***** Listing

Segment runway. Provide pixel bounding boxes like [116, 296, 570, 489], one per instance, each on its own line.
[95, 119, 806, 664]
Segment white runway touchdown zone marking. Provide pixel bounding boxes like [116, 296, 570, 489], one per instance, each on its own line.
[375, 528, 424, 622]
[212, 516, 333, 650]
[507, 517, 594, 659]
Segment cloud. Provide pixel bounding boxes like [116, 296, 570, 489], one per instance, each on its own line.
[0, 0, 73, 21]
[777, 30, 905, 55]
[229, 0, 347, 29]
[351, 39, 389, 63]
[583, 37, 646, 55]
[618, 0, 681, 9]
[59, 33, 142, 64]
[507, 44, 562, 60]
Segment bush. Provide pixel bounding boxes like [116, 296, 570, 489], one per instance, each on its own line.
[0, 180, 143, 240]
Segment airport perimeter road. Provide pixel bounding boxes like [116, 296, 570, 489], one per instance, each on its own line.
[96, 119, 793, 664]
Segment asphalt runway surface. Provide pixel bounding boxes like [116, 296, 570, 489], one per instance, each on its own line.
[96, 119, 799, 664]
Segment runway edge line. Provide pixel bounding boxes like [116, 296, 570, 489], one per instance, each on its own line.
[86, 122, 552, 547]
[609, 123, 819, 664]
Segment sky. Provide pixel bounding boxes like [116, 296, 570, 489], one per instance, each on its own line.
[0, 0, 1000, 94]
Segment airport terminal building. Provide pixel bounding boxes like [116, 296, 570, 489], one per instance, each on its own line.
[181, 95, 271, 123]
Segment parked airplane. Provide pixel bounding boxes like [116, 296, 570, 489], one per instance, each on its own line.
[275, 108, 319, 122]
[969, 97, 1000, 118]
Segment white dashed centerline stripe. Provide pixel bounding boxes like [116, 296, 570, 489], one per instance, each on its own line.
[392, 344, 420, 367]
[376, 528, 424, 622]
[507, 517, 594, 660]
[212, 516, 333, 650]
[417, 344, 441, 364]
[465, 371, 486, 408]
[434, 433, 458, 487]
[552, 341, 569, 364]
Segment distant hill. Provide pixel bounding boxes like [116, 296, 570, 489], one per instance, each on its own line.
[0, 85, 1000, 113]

**********

_Instruction_
State how many lines of the records contain the word "airport", giving only the number.

_Written solution_
2